» **WRITTEN PROBLEM**
Leave out the images; return the rest of the data exactly.

» **DATA PROVIDED**

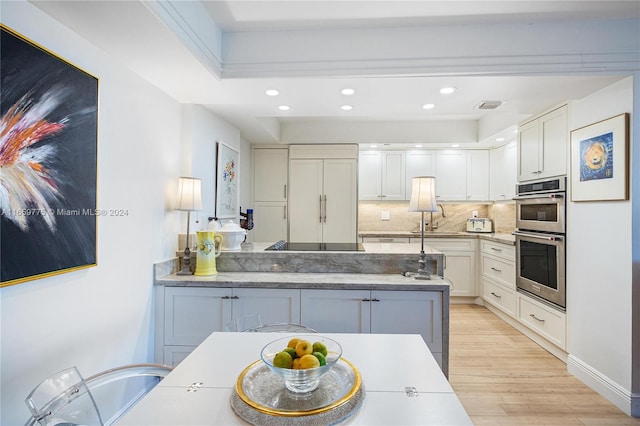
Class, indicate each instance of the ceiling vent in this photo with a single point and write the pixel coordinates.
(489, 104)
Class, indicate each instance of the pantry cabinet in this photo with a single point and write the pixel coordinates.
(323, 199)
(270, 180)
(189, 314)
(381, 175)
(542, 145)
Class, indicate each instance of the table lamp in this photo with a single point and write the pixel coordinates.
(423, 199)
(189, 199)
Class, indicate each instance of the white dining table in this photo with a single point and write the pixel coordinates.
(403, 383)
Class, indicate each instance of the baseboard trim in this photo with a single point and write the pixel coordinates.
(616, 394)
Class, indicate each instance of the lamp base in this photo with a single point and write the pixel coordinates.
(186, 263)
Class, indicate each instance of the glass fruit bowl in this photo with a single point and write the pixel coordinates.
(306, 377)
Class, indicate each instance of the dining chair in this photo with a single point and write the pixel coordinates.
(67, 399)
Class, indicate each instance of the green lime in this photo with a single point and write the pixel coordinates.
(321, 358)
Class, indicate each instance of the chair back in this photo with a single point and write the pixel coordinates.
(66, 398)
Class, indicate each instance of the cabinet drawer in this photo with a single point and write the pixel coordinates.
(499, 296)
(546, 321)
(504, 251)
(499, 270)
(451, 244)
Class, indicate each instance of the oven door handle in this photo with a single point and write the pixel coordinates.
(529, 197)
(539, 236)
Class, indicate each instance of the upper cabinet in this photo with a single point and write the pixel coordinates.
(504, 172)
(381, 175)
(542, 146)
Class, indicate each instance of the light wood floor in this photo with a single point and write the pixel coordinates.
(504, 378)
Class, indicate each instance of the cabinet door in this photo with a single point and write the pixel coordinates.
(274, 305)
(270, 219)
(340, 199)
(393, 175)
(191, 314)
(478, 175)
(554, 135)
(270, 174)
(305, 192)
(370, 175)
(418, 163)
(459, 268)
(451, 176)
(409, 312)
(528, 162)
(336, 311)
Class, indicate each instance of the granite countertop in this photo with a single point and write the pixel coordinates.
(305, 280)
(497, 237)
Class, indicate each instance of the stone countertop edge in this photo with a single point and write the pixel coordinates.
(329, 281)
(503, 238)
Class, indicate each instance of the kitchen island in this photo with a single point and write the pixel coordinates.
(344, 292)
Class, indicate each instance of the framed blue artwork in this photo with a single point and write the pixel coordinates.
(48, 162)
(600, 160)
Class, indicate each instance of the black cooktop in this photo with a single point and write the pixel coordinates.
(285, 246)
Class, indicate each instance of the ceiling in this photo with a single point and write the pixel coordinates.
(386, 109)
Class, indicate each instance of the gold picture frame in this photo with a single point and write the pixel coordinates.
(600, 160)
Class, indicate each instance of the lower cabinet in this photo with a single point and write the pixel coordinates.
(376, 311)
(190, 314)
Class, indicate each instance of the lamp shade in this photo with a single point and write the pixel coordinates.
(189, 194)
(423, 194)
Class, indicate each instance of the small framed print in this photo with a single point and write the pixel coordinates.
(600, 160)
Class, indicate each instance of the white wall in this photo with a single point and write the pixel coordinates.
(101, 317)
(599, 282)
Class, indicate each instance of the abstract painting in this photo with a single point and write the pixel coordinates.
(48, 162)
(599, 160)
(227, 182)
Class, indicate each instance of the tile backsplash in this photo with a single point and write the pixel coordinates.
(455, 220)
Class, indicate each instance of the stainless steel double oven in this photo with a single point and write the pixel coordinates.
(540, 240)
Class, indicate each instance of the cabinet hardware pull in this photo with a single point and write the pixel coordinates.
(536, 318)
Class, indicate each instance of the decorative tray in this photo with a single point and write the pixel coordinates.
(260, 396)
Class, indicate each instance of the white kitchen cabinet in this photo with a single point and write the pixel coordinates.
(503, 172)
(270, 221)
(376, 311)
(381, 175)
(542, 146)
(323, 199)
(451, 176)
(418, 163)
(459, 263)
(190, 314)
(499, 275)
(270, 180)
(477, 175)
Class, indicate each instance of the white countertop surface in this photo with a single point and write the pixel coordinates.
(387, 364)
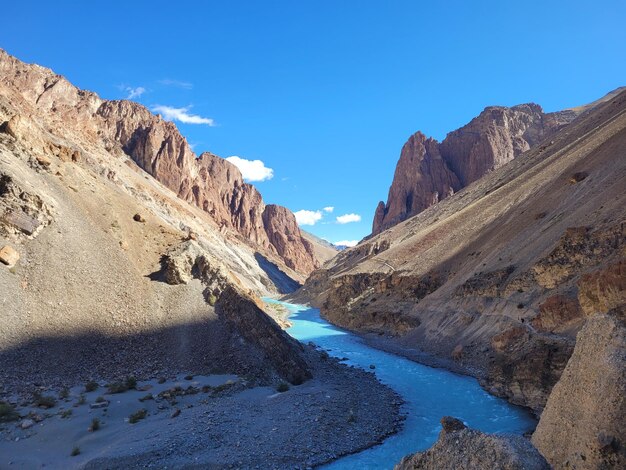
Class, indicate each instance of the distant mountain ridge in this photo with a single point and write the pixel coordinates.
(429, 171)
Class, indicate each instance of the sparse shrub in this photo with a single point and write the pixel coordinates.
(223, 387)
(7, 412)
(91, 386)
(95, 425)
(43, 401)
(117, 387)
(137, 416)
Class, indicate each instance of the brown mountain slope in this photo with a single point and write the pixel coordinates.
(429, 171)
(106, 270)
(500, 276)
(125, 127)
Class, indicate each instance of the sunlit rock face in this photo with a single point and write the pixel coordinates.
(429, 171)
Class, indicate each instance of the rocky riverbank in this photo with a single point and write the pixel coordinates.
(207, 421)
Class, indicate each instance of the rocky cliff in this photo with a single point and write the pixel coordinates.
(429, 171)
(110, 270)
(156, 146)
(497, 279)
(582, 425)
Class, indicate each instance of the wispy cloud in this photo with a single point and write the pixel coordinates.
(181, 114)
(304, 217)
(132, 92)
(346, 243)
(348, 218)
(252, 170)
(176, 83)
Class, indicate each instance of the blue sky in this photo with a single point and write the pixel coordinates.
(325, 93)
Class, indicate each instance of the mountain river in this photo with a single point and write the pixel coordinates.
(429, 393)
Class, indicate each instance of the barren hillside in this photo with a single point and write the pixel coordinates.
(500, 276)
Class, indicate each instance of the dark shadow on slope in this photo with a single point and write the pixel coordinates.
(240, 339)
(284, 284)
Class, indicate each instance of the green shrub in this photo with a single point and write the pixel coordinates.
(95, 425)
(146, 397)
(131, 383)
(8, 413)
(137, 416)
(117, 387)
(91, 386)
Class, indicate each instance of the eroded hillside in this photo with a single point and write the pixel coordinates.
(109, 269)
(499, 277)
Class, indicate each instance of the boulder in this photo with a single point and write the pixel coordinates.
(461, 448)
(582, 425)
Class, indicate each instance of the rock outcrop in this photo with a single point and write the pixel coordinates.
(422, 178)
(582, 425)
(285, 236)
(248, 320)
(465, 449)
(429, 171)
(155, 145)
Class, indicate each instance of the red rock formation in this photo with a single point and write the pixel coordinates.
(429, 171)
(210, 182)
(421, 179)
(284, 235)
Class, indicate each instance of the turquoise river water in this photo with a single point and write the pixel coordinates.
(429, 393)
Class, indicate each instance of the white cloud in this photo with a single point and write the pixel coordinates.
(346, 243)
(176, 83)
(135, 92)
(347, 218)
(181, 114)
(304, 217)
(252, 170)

» **SOLUTION TO THIS TASK**
Class, indicate each instance of the ceiling vent in this photo with a single point and write the pixel coordinates.
(489, 104)
Class, indicate each instance of the pantry cabinet in this photo with a single point and write the pixel coordinates.
(323, 199)
(270, 180)
(189, 314)
(381, 175)
(542, 145)
Class, indicate each instance of the table lamp in this photo with a single point and write the pixel coordinates.
(423, 199)
(189, 199)
Class, indicate each instance of the white dining table in this photo with a single point and write the pixel coordinates.
(403, 383)
Class, indicate each instance of the baseboard trim in this photo with a single point and write the pixel coordinates.
(616, 394)
Class, indicate each instance of the lamp base in this photo with a single point and write the pixel coordinates.
(186, 263)
Class, indicate each instance of the glass fruit bowl in this photo with a single point and write the pixel coordinates.
(306, 377)
Class, indicate each instance of the dining chair in this photo with a single point and write the pixel coordinates.
(67, 399)
Class, indicate each instance of the green lime in this photo with a single point and write the pixel coordinates.
(321, 358)
Class, indicate each instance of the chair back in this photo with a single point and write the pixel coordinates.
(66, 398)
Class, indicate each instance of the cabinet drawer in this photo with a single point and write the pixel coordinates.
(499, 296)
(546, 321)
(504, 251)
(499, 270)
(451, 244)
Class, indicate each instance of the oven door handle in this photo with a single point and write the pixel coordinates.
(529, 197)
(539, 236)
Class, indicate each instance of the upper cabinet in this photo with a single point and write the pixel coordinates.
(504, 172)
(381, 175)
(542, 146)
Class, indicate each instance of the light wood floor in this photo with a single point and write the pixel coordinates.
(504, 378)
Class, indicate each instance of the cabinet door in this photo with a single point and write the pixel coordinates.
(274, 305)
(270, 219)
(340, 199)
(393, 175)
(191, 314)
(478, 175)
(554, 135)
(270, 174)
(305, 192)
(370, 175)
(418, 163)
(459, 268)
(451, 176)
(409, 312)
(528, 162)
(336, 311)
Class, indicate each instance of the granite countertop in this photo with a single point and write the pixel coordinates.
(305, 280)
(497, 237)
Class, indicate each instance of the stone countertop edge in this photo with a single point and write the pixel coordinates.
(329, 281)
(503, 238)
Class, indicate each instance of the kitchen island in this photo with a single point and write the pixel coordinates.
(344, 292)
Class, indicate each instance of the framed blue artwork in this photo with a single point and write the pixel coordinates.
(48, 162)
(600, 160)
Class, indicate each instance of the black cooktop in this photo with a single point and write the pixel coordinates.
(285, 246)
Class, indicate each instance of the ceiling in this photo with a single point and write the pixel coordinates.
(386, 109)
Class, indicate each instance of the gold picture frame in this photo with a single point and write the pixel coordinates.
(600, 160)
Class, indicate each instance of the lower cabinet in this photo with a single point and write the pixel coordinates.
(376, 311)
(190, 314)
Class, indicate each instance of the lamp shade in this photo with a single point and write the pixel coordinates.
(189, 194)
(423, 194)
Class, indicate each instance of the small framed print in this photo with a single point and write the pixel coordinates.
(600, 160)
Class, indicate each instance of the white wall in this photo with a single point and write the pixel coordinates.
(101, 317)
(599, 282)
Class, indicate each instance of the abstract painting in this photo with a single point and write the pixel coordinates.
(48, 162)
(599, 160)
(227, 182)
Class, indicate each instance of the tile backsplash in this photo with a single point and write the pixel coordinates.
(455, 220)
Class, indicate each instance of the stainless steel double oven in this photo with a single point and write the pixel coordinates.
(540, 240)
Class, indicate each instance of the cabinet hardware pull in this photo with a single point and write the pixel coordinates.
(536, 318)
Class, indicate each instance of the decorative tray in this photo with a single point and write the pixel coordinates.
(260, 396)
Class, indicate each instance of the white kitchen cabinet in this photo with a single point and write the pixel coordinates.
(503, 172)
(270, 221)
(376, 311)
(381, 175)
(542, 146)
(323, 199)
(451, 176)
(418, 163)
(459, 263)
(190, 314)
(499, 275)
(270, 180)
(477, 175)
Class, indicate each instance of the white countertop surface in this photo with a single point and write the pixel coordinates.
(387, 364)
Class, indicate each instance of the distant mountain ridge in this photo with a single point and write the pixel coordinates.
(429, 171)
Class, indicate each instance of the sparse shrub in this photo with a single point and write the pixel coordinates.
(223, 387)
(7, 412)
(91, 386)
(95, 425)
(43, 401)
(117, 387)
(137, 416)
Class, indicate each instance of the brown mountain slope in this photo with a single point and write the pixel coordinates.
(429, 171)
(106, 270)
(500, 276)
(125, 127)
Class, indicate each instance of the sunlit rock face in this photo with a single point and write the pixel coordinates.
(429, 171)
Class, indicate each instance of the rocky riverbank in this photo with a single point and write the pixel coordinates.
(207, 421)
Class, indicate each instance of the rocky cliff in this photo with a single point and write the pixel coordinates.
(429, 171)
(110, 270)
(156, 146)
(497, 279)
(582, 425)
Class, indicate each instance of the wispy cloud in this photo with a single point and write the pixel coordinates.
(181, 114)
(304, 217)
(132, 92)
(346, 243)
(348, 218)
(252, 170)
(176, 83)
Class, indicate each instance of the blue sky in this photo with a single point and write the pixel coordinates.
(325, 93)
Class, indicate each instance of the mountain river in this photo with a single point and write the pixel coordinates.
(429, 393)
Class, indicate each instance of the barren hillside in this photo with a single point and write the pixel coordinates.
(500, 276)
Class, indicate each instance of the dark shadow on slope in this photo with a single point and write the pixel coordinates.
(240, 339)
(284, 284)
Class, indicate each instance of the green shrub in this photo with a single point and write the pixel coordinates.
(95, 425)
(146, 397)
(131, 383)
(8, 413)
(137, 416)
(117, 387)
(91, 386)
Class, indicate each instance of the eroded hillside in this photo with a single point and write the pixel coordinates.
(109, 269)
(499, 277)
Class, indicate each instance of the boulder in this photo with a single point and write the pixel coordinates.
(461, 448)
(582, 425)
Class, indicate each instance of the rock outcrop in this photo with a single point and write the pixel coordinates.
(422, 178)
(582, 425)
(285, 236)
(248, 320)
(465, 449)
(429, 171)
(155, 145)
Class, indicate each instance of the red rock formation in this photo with a single point and write the pixel coordinates.
(429, 171)
(210, 182)
(421, 179)
(284, 235)
Class, indicate each instance of the turquoise river water in this photo with a single point and write the pixel coordinates.
(429, 393)
Class, indicate each instance of the white cloud in this photo with a single point and write the pixel coordinates.
(346, 243)
(176, 83)
(135, 92)
(347, 218)
(181, 114)
(304, 217)
(252, 170)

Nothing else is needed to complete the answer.